While Pfizer’s experimental breast cancer drug palbociclib dominated the lead-in to the week, Eli Lilly, which also presented data at the American Association for Cancer Research meeting in San Diego, is now getting some attention.

In this case, it is Lilly’s experimental CDK 4/6 inhibitor, known both as LY2835210 and bemaciclib, which Lilly says is pronounced beh-me-sye’ klib.

The pipeline therapy is intended for metastatic breast cancer, and one which Leerink analyst Seamus Fernandez indicated support for in his Monday research note. The analyst said Lilly’s contender had a “manageable adverse event profile,” and that the results indicate that the drug not only has a competitive profile in the breast cancer space, but that the results indicate CDK 4/6 inhibitors will have a role in future breast cancer treatments.

The Phase-I results were among patients receiving LY2835219 as a standalone therapy and showed an overall response rate of 25% among hormone receptor positive patients, 9.1 months of progression-free survival (PFS) and neutropenia in around 11% of patients.

Pfizer also presented monotherapy results from an earlier study in which metastatic breast cancer patients received palbociclib. This study showed an overall response rate of 10% among hormone receptor positive patients, with a PFS of 3.8 months and neutropenia among 46% of patients.

ISI Group analyst Mark Schoenebaum cautioned in a Sunday report that while early data appear to give Lilly an edge “you must be very careful when comparing across different trials with small patient numbers.”

Fernandez encouraged similar caution, but noted that “the outlook remains positive for LY2835219 given higher suggested efficacy across a number of response rate metrics” and that key opinion leaders were “clear in [their] support of both LLY and PFE’s agents and confidence in the class, which also includes [Novartis].”

This latter statement underlines a going theme in the field, which is that although Pfizer’s palbociclib garners a lot of media noise, the drugmaker should not expect to lock up the field. Lilly’s contender, for example, offers continuous dosing, which it has touted as an advantage over other treatments.

Fernandez projects that Lilly could earn around $650 million in peak 2026 sales “with meaningful upside potential,” depending on future combination trials and indications beyond breast cancer.

■ AIM OF THE EXERCISE
Translate this sentence from the article on experimental breast cancer drugs into Spanish: "Pfizer also presented monotherapy results from an earlier study in which metastatic breast cancer patients received palbociclib."

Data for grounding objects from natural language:

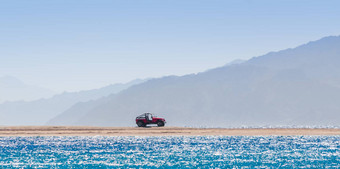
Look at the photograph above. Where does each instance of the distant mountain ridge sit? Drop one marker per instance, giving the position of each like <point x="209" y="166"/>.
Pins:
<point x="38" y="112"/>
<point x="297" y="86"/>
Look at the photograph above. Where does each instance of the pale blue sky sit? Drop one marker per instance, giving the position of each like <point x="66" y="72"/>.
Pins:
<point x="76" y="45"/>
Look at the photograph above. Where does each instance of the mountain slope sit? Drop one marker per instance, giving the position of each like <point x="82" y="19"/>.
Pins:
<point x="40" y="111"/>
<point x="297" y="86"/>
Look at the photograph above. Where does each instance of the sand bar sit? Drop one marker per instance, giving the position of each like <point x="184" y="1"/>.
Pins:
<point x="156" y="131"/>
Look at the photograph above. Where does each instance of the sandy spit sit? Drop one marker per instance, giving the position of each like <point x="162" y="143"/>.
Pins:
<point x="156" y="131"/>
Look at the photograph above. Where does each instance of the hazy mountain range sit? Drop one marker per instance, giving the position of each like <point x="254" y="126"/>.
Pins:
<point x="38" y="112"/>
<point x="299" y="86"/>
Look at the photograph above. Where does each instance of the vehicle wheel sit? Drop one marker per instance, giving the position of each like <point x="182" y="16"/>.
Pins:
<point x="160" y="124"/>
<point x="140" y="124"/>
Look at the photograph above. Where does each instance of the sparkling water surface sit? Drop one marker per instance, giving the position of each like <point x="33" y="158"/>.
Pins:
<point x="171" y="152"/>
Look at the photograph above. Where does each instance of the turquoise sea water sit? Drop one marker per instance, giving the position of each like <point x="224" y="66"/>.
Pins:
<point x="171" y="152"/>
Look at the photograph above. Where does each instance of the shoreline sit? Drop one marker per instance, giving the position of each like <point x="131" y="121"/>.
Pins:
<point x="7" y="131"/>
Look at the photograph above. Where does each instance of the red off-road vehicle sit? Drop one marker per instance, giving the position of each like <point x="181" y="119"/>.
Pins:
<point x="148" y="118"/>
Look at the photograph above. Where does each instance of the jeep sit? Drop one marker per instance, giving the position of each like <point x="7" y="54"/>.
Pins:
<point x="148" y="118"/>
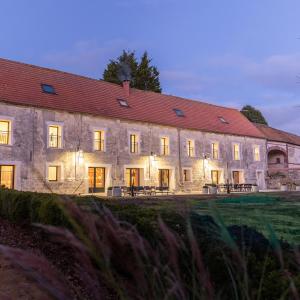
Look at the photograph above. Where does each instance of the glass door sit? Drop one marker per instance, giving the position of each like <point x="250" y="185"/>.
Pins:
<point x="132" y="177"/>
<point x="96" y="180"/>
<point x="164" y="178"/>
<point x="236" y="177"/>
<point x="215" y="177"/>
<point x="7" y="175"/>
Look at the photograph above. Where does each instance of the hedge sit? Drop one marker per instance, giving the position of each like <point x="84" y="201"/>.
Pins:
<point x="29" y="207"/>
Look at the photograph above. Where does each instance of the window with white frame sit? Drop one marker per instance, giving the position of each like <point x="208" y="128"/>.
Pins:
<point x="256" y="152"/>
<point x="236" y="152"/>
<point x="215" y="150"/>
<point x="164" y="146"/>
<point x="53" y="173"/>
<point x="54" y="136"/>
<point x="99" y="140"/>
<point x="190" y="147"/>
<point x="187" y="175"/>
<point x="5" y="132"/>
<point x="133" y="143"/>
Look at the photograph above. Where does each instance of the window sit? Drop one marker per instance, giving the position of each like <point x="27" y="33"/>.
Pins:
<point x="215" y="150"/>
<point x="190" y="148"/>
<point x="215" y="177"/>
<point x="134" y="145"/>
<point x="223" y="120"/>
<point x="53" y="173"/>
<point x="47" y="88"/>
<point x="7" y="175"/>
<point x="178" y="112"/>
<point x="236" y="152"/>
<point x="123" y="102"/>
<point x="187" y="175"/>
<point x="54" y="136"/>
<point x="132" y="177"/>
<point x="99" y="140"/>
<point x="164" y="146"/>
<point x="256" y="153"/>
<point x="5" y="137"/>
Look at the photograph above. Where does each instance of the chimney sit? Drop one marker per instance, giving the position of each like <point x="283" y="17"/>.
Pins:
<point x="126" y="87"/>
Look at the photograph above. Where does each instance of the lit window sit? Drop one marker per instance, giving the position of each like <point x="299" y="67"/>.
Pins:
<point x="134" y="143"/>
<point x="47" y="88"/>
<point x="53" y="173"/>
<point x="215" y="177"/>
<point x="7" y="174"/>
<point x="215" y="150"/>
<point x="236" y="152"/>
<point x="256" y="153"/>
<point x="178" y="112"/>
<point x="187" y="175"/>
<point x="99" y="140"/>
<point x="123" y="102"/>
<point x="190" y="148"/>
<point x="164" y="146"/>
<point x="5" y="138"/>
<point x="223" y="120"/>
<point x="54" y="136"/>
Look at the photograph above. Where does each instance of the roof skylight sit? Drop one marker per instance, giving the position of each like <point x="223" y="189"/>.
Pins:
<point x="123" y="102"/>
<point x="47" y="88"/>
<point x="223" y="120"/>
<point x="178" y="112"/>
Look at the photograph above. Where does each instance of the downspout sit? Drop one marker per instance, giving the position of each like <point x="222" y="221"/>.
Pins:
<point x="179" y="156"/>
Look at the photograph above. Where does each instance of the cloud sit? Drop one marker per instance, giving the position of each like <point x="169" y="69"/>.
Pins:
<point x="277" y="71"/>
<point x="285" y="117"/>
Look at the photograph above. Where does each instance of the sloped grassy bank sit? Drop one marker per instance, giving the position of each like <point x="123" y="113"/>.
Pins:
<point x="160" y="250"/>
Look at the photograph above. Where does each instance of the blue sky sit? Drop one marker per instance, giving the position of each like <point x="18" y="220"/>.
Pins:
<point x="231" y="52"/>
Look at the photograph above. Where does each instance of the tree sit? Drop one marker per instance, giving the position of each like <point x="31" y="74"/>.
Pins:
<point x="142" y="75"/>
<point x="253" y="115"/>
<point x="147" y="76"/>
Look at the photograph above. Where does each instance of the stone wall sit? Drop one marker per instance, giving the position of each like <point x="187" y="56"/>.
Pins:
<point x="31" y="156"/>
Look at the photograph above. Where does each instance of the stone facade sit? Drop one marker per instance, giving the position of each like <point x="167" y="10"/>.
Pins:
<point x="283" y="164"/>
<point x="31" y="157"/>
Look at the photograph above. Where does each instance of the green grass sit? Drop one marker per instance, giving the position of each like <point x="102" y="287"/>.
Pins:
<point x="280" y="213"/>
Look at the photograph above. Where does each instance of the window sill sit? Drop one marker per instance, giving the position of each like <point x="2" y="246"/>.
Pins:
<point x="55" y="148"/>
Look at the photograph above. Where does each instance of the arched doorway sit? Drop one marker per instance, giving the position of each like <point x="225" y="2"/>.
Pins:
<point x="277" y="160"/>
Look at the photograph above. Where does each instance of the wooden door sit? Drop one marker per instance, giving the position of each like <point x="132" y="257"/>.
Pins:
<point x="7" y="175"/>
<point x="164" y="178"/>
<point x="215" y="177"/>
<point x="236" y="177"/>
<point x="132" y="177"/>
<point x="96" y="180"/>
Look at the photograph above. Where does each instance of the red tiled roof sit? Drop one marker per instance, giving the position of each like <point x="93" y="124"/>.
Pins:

■ WRITTEN SOLUTION
Pfizer también presentó resultados de monoterapia de un estudio anterior en el que pacientes con cáncer de mama metastásico recibieron palbociclib.